§ Tasks
(a) In the piece on medical learning curves, how many healthy subjects does the manufacturer's course let trainees practice obtaining readings on?
(b) In the piece on medical learning curves, list the skills given as examples of things that now seem impossible to learn without going on a course.
(c) Continue the piece on medical learning curves after its final sentence.

§ Given passage
Content starts

The apprentice model of medical education is ingrained in the traditional lore of medical practice, and heuristics like ‘see one, do one, teach one’ are still commonplace.
As with all skills – medical procedures have a learning curve. Some learning curves are longer than others – a hernia repair is not the same in terms of complexity as a coronary artery bypass graft. But all procedures do have a learning curve.
The current editor’s choice in the PMJ (free) – analyses the results of a relatively new technique for assessing hepatic fibrosis in light of the operators experience. Unsurprisingly it shows that there is a learning curve to the technique; accuracy and concordance with a gold standard improves with experience.
The way in which the initial experience of using this technique is gained is through a course developed and delivered by the manufacturers of the product. This course involves theoretical, and practical aspects of the technique, and the opportunity to practice obtaining readings on 3 healthy subjects.
There were a couple of points from the paper which struck me as important for the wider training of clinicians, and medical education as a whole.
The first was that there is a disconnect between the number of scans performed during the course of training supplied by the manufacturer, and the number noted in the study to confer a degree of certainty about the reliability of the result. The difference may not be huge – but the defining of learning curves for practical procedures is an important one in the days of competency based curricula.
However the paper raised my hackles a little bit with regards to another staple feature of modern medical education: the course…
Nowadays it seems impossible to learn any new skill without going on a course – be that a bronchoscopic technique, a surgical knot, or how to perform a fibroscan. Clinical practice with appropriate supervision, it seems is no longer the best way to acquire skills and knowledge, and the separation of training from service which has been lobbied for over time may have come to pass.

Content ends

Stored dataset items:
Content starts

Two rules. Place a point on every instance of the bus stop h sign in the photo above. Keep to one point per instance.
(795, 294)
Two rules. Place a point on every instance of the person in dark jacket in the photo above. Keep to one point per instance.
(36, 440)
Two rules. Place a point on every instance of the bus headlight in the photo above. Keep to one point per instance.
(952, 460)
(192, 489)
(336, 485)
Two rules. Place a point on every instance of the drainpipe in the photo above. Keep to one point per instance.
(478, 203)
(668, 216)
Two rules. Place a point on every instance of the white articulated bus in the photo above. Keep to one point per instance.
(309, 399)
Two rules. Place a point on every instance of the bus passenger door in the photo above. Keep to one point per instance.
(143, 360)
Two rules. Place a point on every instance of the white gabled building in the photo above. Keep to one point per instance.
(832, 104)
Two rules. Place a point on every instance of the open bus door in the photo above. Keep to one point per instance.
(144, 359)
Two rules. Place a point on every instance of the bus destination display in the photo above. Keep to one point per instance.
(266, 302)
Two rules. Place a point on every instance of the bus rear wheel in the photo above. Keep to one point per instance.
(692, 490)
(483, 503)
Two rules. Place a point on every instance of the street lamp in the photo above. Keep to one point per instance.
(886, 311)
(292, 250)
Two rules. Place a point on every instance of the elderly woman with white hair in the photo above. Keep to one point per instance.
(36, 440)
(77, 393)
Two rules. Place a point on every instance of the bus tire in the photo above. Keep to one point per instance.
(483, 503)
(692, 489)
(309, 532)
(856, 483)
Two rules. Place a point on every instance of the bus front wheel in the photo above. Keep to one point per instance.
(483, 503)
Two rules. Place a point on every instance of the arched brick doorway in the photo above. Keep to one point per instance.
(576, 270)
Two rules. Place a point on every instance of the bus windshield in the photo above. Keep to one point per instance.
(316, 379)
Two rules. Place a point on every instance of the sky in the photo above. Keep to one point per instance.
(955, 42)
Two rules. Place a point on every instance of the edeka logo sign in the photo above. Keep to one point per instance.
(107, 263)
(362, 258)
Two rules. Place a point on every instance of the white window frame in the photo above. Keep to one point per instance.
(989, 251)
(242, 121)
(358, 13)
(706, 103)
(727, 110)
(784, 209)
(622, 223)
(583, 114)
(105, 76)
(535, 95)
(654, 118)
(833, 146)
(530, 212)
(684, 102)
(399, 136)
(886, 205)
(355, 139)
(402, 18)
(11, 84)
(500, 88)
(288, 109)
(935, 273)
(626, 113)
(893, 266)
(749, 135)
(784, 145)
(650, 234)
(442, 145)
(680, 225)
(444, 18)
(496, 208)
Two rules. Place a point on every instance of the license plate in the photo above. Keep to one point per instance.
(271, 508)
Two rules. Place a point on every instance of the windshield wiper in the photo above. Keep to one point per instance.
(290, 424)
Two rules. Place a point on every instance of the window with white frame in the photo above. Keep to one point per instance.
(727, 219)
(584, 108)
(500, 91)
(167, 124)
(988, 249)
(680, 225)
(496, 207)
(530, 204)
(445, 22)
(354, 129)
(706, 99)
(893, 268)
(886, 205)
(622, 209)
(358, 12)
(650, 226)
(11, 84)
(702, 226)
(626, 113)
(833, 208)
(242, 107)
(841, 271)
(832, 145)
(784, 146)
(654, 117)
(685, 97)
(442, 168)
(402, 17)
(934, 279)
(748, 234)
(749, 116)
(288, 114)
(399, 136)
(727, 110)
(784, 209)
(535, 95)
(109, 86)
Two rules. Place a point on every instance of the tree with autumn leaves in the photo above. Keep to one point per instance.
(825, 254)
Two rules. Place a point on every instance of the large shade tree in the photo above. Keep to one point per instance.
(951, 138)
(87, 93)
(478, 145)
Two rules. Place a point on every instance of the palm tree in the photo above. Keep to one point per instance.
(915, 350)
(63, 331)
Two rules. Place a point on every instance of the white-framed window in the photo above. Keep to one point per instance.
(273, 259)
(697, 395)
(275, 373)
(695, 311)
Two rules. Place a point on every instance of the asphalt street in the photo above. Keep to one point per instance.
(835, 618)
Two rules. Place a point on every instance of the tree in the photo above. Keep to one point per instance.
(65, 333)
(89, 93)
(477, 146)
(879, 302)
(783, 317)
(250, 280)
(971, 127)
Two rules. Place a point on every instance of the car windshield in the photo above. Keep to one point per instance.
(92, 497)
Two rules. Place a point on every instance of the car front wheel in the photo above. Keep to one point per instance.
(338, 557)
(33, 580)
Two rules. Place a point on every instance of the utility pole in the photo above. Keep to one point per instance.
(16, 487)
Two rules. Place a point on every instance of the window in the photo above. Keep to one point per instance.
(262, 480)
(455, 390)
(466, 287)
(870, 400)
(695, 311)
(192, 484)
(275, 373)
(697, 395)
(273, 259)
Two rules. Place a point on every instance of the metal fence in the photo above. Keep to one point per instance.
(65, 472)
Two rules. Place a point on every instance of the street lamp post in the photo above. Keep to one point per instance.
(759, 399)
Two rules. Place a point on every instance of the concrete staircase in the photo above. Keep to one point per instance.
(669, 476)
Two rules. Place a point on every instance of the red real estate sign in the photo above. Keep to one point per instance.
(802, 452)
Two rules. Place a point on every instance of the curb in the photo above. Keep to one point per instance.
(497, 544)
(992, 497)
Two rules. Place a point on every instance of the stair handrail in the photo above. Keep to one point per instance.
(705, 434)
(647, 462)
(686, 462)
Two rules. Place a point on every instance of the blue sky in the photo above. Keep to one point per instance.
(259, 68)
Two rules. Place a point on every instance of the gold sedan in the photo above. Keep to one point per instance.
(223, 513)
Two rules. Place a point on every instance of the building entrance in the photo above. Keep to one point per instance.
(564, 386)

Content ends

§ Responses
(a) Three healthy subjects.

(b)
- A bronchoscopic technique
- A surgical knot
- How to perform a fibroscan

(c)
But, what this paper shows is that going on ‘the course’ is not the end of the learning curve. As with most skills, learning continues in practice. The manufacturer of the equipment provide a reasonable grounding in how to perform the technique, but not enough, according to this paper, to produce reliable results.
Perhaps this is seen as stating the obvious, but we would do well to remember that knowledge and skills acquired in a classroom do not always confer competence. And for trainers who are responsible for patient safety, and patient care – perhaps a more robust test of confidence is the test of trust – would you trust this person to perform this procedure without supervision on your patient, or your family member (the grandma test)
The separation of clinical practice and training in the minds of trainees is a dangerous road to stroll down. Indeed, if we do not see our wards and clinics as the active training environments that they are, and fail to maximise the educational opportunities which reside there, we do a disservice to our patients.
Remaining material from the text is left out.